▸ **What is being asked**
Output the full material exactly as it appears here.

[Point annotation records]
'''
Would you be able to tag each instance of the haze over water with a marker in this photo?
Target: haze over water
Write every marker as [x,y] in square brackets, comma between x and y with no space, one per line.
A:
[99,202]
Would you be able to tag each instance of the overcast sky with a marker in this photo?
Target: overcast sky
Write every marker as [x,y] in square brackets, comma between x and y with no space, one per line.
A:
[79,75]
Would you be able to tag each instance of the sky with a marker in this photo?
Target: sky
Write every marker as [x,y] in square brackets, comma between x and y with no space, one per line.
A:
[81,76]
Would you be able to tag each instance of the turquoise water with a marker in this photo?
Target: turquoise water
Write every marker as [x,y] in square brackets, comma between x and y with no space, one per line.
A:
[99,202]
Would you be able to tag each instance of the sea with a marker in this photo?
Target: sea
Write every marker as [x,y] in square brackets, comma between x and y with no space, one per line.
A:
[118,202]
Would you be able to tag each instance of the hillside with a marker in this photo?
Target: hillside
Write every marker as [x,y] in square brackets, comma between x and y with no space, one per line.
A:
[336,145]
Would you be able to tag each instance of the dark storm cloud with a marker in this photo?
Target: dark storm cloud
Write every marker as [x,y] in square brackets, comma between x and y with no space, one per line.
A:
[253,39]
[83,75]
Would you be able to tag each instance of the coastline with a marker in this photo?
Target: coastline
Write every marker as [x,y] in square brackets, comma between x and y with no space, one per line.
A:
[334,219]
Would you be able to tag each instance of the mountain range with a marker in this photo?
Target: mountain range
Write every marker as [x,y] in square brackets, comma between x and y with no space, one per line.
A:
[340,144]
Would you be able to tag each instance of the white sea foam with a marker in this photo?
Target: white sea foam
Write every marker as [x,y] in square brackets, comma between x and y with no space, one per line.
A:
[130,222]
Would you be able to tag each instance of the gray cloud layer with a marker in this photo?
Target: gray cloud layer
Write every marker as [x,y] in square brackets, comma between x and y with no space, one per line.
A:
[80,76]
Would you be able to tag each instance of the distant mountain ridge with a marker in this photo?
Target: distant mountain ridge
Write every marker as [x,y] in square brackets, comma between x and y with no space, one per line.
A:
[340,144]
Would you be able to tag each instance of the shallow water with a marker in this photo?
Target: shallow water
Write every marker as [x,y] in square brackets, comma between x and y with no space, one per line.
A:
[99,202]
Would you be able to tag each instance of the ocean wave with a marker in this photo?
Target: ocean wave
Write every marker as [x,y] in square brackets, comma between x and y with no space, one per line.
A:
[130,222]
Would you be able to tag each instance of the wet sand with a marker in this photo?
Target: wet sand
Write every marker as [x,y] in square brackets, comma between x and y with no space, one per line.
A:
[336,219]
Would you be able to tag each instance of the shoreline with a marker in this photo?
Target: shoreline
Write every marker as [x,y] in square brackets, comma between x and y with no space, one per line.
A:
'''
▸ **Written reply**
Would you be able to tag each instance of the haze over water with a marker in this photo?
Target: haze over water
Write every marker as [x,y] in square brackets, comma between x and y with no space, one per line.
A:
[99,202]
Would you be able to tag each instance of the overcast sky with a marker in this photo?
Target: overcast sky
Write every marker as [x,y] in square brackets, comma between x and y with no space, one per line.
A:
[79,75]
Would you be able to tag each instance of the sky with a marker in this photo?
Target: sky
Write every marker as [x,y] in square brackets, comma between x and y with no space, one per line.
A:
[81,76]
Would you be able to tag each instance of the turquoise water with a marker in this photo?
Target: turquoise water
Write every marker as [x,y] in square brackets, comma between x and y with no space, one per line.
A:
[99,202]
Would you be able to tag each instance of the sea with a marker in this photo?
Target: sea
Write every marker as [x,y] in square brackets, comma between x and y with no space, one per line.
A:
[118,202]
Would you be able to tag each instance of the hillside with a marker in this photo?
Target: hillside
Write every marker as [x,y] in square brackets, comma between x and y with no space, one per line.
A:
[336,145]
Would you be able to tag each instance of the dark storm cloud with a marker in this photo?
Target: dark storm cloud
Write every marker as [x,y] in square brackets, comma between x and y with no space, one per line.
A:
[253,39]
[83,75]
Would you be able to tag each instance of the coastline with a marker in this photo?
Target: coastline
Write every marker as [x,y] in square brackets, comma between x and y with no space, one per line.
A:
[334,219]
Would you be able to tag each instance of the mountain range with a marker in this photo?
Target: mountain range
Write every marker as [x,y] in square brackets, comma between x and y with no space, one per line.
A:
[340,144]
Would you be able to tag each instance of the white sea foam with a marker in this photo?
Target: white sea foam
Write every marker as [x,y] in square brackets, comma between x and y with no space, one per line.
A:
[130,222]
Would you be able to tag each instance of the gray cloud layer with a marker in this photo?
Target: gray cloud layer
Write every marker as [x,y] in square brackets, comma between x and y with no space, one per line.
A:
[80,76]
Would you be able to tag each instance of the distant mountain ridge with a marker in this photo?
Target: distant mountain ridge
Write every marker as [x,y] in square brackets, comma between x and y with no space, one per line.
A:
[340,144]
Would you be able to tag each instance of the shallow water with a marker in this photo?
Target: shallow water
Write every marker as [x,y] in square brackets, comma between x and y with no space, one per line.
A:
[99,202]
Would you be able to tag each instance of the ocean wave with a marker in this photo?
Target: ocean wave
Write every marker as [x,y] in square brackets, comma between x and y with no space, one per line.
A:
[130,222]
Would you be able to tag each instance of the wet sand with a marker in this photo?
Target: wet sand
Write every marker as [x,y] in square brackets, comma between x and y with no space, one per line.
A:
[336,219]
Would you be able to tag each instance of the shoreline with a marker in this photo?
Target: shoreline
Write every marker as [x,y] in square brackets, comma between x and y with no space, one per line.
A:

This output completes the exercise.